# START OF Listed records

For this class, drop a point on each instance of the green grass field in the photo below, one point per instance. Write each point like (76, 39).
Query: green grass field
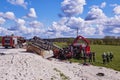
(99, 50)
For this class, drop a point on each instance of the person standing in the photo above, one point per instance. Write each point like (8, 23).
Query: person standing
(111, 56)
(93, 55)
(90, 57)
(104, 57)
(107, 58)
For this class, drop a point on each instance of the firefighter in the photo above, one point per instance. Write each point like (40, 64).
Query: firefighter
(90, 56)
(84, 57)
(107, 57)
(104, 57)
(111, 56)
(93, 56)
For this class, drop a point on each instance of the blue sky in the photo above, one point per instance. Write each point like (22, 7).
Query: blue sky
(60, 18)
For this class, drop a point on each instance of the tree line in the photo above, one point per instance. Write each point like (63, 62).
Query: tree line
(107, 40)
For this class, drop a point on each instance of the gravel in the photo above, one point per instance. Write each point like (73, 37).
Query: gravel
(17, 64)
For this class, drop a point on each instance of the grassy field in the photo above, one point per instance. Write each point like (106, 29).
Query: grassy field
(99, 50)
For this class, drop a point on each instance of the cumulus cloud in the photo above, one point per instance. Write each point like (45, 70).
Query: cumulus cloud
(8, 15)
(32, 13)
(18, 2)
(75, 23)
(2, 20)
(103, 5)
(116, 30)
(116, 10)
(36, 24)
(72, 7)
(95, 13)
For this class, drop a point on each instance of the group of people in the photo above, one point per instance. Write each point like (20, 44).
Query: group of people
(107, 57)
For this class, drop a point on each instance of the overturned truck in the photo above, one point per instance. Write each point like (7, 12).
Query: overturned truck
(41, 47)
(47, 49)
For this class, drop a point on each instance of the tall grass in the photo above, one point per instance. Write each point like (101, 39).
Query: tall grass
(100, 49)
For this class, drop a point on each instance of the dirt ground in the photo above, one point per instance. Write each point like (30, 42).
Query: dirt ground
(17, 64)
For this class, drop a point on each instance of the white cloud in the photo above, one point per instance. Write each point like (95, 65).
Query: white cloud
(5, 31)
(103, 5)
(36, 24)
(32, 13)
(21, 21)
(116, 30)
(95, 13)
(2, 20)
(75, 23)
(9, 15)
(18, 2)
(89, 31)
(116, 10)
(72, 7)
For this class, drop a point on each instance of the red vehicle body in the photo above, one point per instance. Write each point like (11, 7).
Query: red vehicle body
(10, 41)
(84, 46)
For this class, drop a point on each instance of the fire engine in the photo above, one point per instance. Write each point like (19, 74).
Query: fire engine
(12, 41)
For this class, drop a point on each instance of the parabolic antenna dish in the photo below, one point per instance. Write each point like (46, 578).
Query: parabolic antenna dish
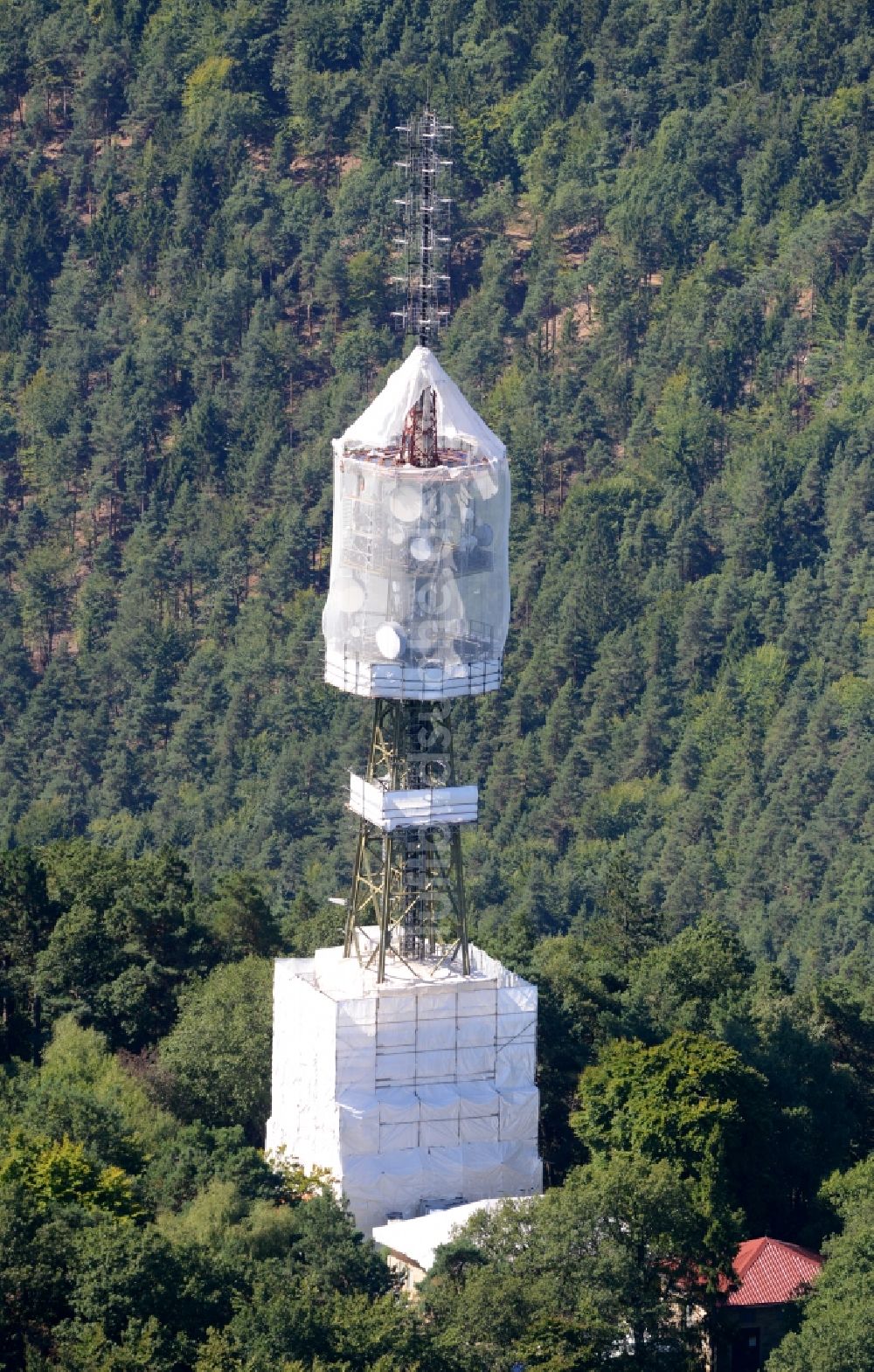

# END OF Listed records

Direction -
Repeat the lines of the records verbatim, starting at the line containing "like (11, 7)." and stopping after the final line. Images stay out.

Finished exercise -
For this class, drop a point on each instance of the red vehicle body in the photo above, one point per instance. Write each point like (11, 7).
Query: red vehicle body
(10, 41)
(84, 46)
For this class, drop a point on each instance of the fire engine in the photo above, one point per instance. Write each point like (19, 74).
Query: fire engine
(12, 41)
For this class, drop a point on each instance of the parabolic antenna dish in the photo below, one point per instance. Write each point like (46, 578).
Query: parabolic antenna dish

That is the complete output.